(Stored data)

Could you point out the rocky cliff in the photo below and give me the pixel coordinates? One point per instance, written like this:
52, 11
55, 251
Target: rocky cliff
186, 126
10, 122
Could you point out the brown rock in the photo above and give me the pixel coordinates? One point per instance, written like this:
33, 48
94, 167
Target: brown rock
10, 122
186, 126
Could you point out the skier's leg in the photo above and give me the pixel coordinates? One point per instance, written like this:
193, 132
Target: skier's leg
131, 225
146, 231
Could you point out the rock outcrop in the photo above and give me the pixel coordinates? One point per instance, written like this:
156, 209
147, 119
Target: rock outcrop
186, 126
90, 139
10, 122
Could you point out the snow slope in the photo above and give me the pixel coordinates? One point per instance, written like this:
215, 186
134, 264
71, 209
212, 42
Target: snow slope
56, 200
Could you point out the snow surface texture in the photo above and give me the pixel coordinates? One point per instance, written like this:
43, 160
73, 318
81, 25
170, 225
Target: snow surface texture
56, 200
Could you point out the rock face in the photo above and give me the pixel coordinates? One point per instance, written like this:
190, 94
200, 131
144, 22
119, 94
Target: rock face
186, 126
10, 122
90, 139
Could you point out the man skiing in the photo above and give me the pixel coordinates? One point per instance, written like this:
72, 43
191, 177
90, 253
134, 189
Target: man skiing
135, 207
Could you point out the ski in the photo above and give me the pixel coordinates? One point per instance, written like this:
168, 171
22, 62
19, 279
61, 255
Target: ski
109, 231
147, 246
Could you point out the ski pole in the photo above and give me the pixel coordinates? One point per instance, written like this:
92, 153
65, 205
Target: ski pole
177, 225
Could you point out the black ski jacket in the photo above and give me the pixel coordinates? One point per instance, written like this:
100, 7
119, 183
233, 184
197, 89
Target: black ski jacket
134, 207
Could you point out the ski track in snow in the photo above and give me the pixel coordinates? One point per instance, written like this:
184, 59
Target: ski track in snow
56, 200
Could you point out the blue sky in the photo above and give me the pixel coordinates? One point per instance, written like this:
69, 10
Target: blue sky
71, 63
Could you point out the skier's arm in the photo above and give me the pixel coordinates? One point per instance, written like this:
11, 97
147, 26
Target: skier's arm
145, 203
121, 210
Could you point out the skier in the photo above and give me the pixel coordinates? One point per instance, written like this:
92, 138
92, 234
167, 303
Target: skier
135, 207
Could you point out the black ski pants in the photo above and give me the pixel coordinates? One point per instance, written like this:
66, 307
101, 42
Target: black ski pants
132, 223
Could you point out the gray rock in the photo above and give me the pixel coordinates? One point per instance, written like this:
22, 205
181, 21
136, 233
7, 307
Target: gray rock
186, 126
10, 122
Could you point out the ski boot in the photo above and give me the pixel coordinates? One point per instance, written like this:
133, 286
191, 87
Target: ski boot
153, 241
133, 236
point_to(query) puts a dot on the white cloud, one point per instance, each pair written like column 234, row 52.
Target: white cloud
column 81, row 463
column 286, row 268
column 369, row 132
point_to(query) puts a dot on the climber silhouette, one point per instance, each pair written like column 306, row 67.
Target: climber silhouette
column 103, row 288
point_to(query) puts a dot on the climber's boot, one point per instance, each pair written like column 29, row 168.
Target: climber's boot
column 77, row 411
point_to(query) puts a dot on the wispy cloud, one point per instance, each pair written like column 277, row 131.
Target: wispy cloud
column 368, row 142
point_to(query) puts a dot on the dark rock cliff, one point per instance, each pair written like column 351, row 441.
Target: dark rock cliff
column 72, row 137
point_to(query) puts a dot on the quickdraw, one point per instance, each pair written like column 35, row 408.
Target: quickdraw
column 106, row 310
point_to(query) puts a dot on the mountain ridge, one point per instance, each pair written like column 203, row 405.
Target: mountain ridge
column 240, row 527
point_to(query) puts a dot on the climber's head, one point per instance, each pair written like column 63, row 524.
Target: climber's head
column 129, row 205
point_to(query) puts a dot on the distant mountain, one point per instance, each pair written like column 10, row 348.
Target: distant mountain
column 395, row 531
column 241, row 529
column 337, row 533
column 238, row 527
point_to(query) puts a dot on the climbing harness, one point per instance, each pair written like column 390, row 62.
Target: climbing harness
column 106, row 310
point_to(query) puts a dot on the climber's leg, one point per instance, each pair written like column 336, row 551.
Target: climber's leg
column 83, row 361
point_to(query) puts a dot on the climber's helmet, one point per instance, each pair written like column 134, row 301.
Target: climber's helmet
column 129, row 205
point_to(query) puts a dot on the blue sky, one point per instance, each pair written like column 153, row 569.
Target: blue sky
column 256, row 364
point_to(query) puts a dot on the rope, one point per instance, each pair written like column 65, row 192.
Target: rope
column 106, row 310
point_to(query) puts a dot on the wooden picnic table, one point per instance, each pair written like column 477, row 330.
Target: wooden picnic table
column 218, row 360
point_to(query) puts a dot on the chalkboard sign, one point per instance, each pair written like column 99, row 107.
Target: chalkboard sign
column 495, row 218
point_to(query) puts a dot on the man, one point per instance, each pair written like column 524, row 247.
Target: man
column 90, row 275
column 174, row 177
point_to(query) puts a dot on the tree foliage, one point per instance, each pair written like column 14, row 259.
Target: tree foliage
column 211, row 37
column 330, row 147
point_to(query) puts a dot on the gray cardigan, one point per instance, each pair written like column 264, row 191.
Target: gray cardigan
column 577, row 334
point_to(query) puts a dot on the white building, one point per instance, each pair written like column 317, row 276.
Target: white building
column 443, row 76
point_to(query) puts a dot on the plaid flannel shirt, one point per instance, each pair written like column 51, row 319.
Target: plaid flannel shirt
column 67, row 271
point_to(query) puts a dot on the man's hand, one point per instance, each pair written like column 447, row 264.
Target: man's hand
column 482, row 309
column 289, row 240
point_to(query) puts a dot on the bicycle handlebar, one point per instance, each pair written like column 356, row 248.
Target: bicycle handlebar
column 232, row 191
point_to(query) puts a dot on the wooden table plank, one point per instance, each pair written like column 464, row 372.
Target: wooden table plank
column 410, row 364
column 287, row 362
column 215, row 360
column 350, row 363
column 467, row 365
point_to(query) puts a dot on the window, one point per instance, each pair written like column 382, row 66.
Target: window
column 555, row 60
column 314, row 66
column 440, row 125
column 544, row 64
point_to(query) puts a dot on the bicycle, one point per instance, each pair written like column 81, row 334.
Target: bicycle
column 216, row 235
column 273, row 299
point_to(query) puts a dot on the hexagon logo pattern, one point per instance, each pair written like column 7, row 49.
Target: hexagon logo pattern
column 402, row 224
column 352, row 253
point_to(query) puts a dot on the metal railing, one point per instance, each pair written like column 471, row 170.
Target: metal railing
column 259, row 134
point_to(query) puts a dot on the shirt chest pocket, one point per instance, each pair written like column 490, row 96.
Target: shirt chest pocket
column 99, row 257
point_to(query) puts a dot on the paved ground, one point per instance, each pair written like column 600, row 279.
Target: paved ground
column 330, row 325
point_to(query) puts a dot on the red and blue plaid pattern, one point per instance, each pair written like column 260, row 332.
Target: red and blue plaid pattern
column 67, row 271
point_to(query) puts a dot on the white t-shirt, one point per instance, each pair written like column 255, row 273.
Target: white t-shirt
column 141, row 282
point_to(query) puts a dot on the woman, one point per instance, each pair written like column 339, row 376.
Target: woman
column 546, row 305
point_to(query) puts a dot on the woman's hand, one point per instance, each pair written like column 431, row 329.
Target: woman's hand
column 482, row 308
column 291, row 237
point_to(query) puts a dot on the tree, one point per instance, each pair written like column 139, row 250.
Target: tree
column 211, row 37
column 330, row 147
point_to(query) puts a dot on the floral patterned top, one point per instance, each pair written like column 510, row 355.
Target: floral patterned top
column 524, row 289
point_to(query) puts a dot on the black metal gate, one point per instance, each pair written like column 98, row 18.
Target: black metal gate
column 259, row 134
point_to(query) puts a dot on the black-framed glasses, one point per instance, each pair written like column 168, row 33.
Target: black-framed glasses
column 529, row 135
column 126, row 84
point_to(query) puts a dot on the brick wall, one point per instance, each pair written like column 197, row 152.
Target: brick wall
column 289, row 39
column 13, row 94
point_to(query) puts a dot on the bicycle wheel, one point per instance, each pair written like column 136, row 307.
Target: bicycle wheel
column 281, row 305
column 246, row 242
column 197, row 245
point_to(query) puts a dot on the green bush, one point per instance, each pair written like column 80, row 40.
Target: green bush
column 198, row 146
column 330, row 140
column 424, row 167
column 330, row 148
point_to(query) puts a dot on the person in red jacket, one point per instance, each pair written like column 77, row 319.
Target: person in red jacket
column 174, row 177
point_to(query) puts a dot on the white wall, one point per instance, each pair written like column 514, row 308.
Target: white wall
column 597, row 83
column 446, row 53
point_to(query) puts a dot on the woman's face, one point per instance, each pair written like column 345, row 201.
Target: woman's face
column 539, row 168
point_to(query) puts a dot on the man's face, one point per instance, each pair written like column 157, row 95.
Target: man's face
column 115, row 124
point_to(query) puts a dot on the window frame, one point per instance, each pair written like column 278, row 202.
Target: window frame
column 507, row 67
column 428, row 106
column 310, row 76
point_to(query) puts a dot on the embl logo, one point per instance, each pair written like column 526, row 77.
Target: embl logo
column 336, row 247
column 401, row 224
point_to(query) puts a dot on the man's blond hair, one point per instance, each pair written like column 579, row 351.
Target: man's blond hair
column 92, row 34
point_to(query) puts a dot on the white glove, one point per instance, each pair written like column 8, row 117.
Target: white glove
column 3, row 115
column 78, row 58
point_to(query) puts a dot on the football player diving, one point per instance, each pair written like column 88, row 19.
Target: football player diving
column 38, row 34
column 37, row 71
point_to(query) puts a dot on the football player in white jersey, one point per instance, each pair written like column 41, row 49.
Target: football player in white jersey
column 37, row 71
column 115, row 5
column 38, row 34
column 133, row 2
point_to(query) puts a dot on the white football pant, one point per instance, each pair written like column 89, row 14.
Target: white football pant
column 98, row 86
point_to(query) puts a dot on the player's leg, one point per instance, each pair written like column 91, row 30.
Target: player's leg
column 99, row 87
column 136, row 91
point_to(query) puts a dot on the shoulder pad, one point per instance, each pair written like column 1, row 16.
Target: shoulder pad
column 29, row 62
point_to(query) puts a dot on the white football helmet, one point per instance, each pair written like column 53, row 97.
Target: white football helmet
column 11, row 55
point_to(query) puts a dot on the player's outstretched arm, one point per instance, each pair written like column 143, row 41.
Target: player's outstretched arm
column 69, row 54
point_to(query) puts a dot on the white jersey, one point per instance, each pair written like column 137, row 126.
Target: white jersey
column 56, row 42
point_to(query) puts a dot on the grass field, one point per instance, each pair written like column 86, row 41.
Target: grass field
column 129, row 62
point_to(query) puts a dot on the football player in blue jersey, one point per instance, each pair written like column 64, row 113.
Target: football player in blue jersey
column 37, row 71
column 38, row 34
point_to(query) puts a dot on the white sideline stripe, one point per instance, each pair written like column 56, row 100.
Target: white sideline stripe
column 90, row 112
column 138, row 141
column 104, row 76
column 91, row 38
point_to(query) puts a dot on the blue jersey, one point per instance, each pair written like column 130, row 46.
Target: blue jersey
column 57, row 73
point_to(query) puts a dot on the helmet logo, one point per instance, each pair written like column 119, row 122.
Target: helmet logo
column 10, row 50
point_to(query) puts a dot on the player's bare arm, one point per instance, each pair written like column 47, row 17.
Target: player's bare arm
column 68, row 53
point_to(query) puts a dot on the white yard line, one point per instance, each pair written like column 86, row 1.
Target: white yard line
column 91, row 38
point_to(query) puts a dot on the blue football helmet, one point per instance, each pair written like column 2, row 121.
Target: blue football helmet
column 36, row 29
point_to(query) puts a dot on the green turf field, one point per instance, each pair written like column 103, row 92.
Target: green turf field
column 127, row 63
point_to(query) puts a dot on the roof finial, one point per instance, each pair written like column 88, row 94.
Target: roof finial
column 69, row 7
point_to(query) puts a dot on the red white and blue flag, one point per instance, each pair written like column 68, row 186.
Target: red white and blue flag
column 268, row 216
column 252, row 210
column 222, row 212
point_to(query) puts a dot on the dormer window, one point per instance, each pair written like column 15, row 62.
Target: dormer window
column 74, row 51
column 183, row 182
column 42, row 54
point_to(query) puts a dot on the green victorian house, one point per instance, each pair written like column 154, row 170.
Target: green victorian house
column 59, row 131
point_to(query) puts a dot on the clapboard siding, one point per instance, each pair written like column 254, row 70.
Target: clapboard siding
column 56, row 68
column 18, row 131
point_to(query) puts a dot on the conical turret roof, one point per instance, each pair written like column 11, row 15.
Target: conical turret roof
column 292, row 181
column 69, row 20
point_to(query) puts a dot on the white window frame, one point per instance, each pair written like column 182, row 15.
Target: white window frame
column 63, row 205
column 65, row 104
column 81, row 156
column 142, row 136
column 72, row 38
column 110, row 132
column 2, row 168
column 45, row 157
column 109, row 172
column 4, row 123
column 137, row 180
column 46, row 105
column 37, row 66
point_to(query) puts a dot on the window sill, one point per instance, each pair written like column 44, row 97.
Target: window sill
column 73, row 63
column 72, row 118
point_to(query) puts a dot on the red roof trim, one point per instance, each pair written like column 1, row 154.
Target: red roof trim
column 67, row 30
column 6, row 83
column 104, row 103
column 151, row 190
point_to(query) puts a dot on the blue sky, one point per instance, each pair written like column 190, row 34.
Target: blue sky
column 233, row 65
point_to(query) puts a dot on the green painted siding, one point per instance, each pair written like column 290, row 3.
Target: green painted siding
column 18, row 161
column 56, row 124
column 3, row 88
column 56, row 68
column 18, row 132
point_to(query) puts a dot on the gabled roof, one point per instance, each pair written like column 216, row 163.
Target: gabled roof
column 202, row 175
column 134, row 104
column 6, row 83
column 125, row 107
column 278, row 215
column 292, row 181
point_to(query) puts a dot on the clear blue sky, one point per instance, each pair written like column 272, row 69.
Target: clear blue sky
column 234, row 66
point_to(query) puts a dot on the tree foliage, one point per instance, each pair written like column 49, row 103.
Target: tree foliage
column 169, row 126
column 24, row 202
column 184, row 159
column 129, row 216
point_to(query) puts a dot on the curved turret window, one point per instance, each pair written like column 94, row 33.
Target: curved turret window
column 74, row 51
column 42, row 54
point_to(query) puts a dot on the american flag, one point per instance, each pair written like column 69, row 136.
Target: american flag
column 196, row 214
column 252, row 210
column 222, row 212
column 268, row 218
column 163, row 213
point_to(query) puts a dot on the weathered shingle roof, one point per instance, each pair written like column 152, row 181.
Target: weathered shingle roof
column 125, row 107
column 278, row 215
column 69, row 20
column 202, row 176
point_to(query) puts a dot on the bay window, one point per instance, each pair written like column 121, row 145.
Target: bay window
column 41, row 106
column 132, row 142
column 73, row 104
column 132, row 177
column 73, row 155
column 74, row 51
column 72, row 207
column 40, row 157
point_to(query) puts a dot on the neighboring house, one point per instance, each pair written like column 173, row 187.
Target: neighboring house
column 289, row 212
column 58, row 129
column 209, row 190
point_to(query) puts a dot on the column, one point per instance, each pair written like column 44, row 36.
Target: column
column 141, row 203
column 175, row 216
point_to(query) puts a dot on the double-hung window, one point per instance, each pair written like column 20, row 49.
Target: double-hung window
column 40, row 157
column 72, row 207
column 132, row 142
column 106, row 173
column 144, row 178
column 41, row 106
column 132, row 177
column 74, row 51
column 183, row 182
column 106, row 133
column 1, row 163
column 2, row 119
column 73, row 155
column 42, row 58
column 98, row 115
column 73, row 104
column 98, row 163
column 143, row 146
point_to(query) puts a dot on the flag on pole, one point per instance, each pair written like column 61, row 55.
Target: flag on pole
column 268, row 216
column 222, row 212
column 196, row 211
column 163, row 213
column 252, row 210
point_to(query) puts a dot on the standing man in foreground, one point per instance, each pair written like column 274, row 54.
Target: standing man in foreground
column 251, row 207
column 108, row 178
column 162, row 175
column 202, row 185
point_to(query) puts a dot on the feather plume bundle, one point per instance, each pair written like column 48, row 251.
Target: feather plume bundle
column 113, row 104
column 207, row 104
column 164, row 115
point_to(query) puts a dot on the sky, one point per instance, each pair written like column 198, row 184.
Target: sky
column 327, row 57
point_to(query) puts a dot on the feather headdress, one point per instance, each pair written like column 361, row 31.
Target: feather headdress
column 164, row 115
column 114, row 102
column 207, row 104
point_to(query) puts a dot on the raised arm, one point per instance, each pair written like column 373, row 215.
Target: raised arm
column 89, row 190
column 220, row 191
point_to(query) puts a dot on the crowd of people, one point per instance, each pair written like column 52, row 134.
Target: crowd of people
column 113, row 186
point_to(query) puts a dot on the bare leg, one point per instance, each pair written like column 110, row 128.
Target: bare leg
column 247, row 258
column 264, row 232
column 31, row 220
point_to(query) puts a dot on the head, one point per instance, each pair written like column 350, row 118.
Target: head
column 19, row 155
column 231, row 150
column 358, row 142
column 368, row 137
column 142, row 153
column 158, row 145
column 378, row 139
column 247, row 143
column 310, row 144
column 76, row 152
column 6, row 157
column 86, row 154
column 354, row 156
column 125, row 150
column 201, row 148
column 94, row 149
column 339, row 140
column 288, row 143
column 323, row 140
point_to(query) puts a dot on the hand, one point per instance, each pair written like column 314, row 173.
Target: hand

(End Stored data)

# Directions
For this exercise, repeat exactly the lines of the data above from the one with "Target: distant mountain" down to the one with "point_to(query) puts a dot on the wooden picnic", both end lines included.

# Written response
Target: distant mountain
column 395, row 531
column 241, row 529
column 337, row 533
column 238, row 527
point_to(query) puts a dot on the climbing harness, one point per instance, each pair written like column 390, row 62.
Target: climbing harness
column 106, row 310
point_to(query) puts a dot on the climber's leg, one point per instance, each pair written like column 336, row 551.
Target: climber's leg
column 83, row 361
point_to(query) puts a dot on the climber's helmet, one point per instance, each pair written like column 134, row 301.
Target: climber's helmet
column 129, row 205
point_to(query) puts a dot on the blue sky, one point per instance, each pair written like column 153, row 569.
Target: blue sky
column 256, row 364
point_to(query) puts a dot on the rope, one point per instance, each pair written like column 65, row 192.
Target: rope
column 106, row 310
point_to(query) puts a dot on the wooden picnic table, one point per instance, each pair written like column 477, row 330.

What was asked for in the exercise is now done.